- Set exercise -
Reproduce each of the following entries word for word, with no changes.

- Records shown -
— START —

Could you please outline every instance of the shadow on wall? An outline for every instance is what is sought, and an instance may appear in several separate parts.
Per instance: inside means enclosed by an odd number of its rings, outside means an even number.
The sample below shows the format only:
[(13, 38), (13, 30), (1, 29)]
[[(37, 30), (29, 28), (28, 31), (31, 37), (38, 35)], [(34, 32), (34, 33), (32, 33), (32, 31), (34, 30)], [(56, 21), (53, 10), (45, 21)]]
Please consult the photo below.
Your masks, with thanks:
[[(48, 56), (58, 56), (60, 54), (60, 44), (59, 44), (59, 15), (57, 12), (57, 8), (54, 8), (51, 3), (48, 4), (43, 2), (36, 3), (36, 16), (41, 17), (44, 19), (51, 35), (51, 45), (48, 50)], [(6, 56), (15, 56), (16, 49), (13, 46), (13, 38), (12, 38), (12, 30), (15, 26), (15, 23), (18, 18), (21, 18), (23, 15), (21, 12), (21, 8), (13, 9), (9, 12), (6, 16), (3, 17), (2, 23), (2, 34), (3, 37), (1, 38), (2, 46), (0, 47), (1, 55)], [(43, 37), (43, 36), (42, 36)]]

— END —

- Answer below -
Could you please outline every instance of the shadow on wall? An outline for every instance is what is sought, and an instance may appear in several separate parts.
Per instance: inside means enclosed by an odd number of its rings, outside means an even number.
The sample below shows the format only:
[(13, 38), (13, 30), (1, 29)]
[[(37, 30), (29, 28), (28, 31), (31, 37), (38, 35)], [(34, 32), (34, 33), (32, 33), (32, 31), (34, 30)], [(56, 21), (53, 10), (45, 21)]]
Please consult the photo below.
Your masks, with thanks:
[[(48, 56), (58, 56), (60, 54), (60, 44), (59, 44), (59, 15), (57, 12), (57, 8), (54, 8), (51, 3), (48, 4), (43, 2), (36, 3), (36, 16), (41, 17), (44, 19), (51, 35), (51, 45), (48, 50)], [(6, 56), (15, 56), (16, 49), (13, 46), (13, 38), (12, 38), (12, 30), (15, 26), (15, 23), (18, 18), (21, 18), (23, 15), (21, 12), (21, 8), (13, 9), (9, 12), (6, 16), (3, 17), (2, 23), (2, 34), (3, 37), (1, 38), (2, 46), (0, 47), (1, 55)], [(43, 37), (43, 36), (42, 36)]]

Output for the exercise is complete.